[Dataset entries]
—————
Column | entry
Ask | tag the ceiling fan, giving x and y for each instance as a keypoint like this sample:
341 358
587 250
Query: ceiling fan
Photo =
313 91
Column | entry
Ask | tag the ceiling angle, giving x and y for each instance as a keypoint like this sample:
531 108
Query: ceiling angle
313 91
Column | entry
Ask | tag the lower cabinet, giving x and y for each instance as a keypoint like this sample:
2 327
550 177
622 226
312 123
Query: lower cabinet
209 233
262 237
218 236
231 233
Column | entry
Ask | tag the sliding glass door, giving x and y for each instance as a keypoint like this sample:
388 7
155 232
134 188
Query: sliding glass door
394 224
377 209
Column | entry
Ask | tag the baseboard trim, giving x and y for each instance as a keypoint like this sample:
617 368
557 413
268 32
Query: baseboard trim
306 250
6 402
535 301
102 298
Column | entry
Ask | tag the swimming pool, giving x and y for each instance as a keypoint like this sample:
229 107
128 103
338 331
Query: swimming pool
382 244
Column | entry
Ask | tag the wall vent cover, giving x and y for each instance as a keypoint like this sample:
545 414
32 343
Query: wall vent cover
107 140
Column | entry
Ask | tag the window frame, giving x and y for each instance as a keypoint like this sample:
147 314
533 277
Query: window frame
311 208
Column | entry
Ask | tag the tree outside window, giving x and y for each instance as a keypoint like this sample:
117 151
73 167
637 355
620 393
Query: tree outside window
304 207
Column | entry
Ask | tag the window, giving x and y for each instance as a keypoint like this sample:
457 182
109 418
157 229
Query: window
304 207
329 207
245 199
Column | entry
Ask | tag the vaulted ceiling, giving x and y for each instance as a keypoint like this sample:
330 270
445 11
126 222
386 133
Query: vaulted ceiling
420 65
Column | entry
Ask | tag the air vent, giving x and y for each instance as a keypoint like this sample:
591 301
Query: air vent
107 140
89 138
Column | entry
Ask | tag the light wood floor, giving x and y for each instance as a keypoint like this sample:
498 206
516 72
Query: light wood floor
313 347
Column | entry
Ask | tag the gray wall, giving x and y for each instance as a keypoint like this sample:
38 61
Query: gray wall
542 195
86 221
—————
[Your goal]: Exactly as given, set down all of the lines above.

[Response to this exercise]:
Column | entry
Ask | tag the ceiling fan, giving x and y for each instance as a keypoint like this sample:
341 358
587 250
Query: ceiling fan
Photo =
313 91
Column | entry
Ask | tag the ceiling angle, giving x and y for each instance as a keypoint like this sample:
531 108
Query: ceiling angle
313 91
Column | entry
Ask | tag the lower cabinet, giving x and y for each instance as a keypoint like this sample:
2 327
550 177
622 226
312 123
Query: lower cabinet
209 233
262 237
218 236
231 233
Column | entry
Ask | tag the sliding glass door, giving x and y for each instance as a keypoint like this sample:
388 7
155 232
134 188
Query: sliding glass door
394 224
377 209
Column | entry
Ask | tag the baseboard trim, giving x and y for each instance as a keypoint like this sample:
617 368
557 413
268 32
Query: baseboard trim
306 250
6 402
535 301
102 298
Column | entry
Ask | tag the swimming pool, giving x and y for each instance as a keypoint like this sample:
229 107
128 103
338 331
Query: swimming pool
382 244
Column | entry
Ask | tag the wall vent cover, giving x and y for each instance as a keypoint like this sample:
545 414
32 343
Query: wall vent cover
107 140
Column | entry
Ask | tag the window frame, giving x and y for each instance as a keypoint like this sample:
147 314
533 277
Query: window frame
311 208
Column | entry
Ask | tag the tree outside window, giving x and y for each instance as a keypoint like this sample:
117 151
73 167
637 355
620 393
Query: tree outside window
304 207
Column | entry
Ask | tag the window, giving x and y for each instance as a keypoint like this sample:
457 182
109 418
157 229
Query: window
304 207
329 207
245 199
Column | entry
Ask | tag the vaulted ceiling, giving x and y for each instance as a keypoint like this sample:
330 270
445 11
126 222
386 133
Query: vaulted ceiling
420 65
Column | entry
Ask | tag the air vent, giving x and y for each instance as a keypoint like this sample:
591 301
Query: air vent
107 140
89 138
Column | entry
Ask | tag the light wood floor, giving x and y for each instance as a keypoint like this sample:
498 206
516 72
Query: light wood floor
313 347
Column | entry
Ask | tag the gray wall, giving x and y for each instance as a keypoint like this sample:
38 61
Query: gray wall
542 195
86 221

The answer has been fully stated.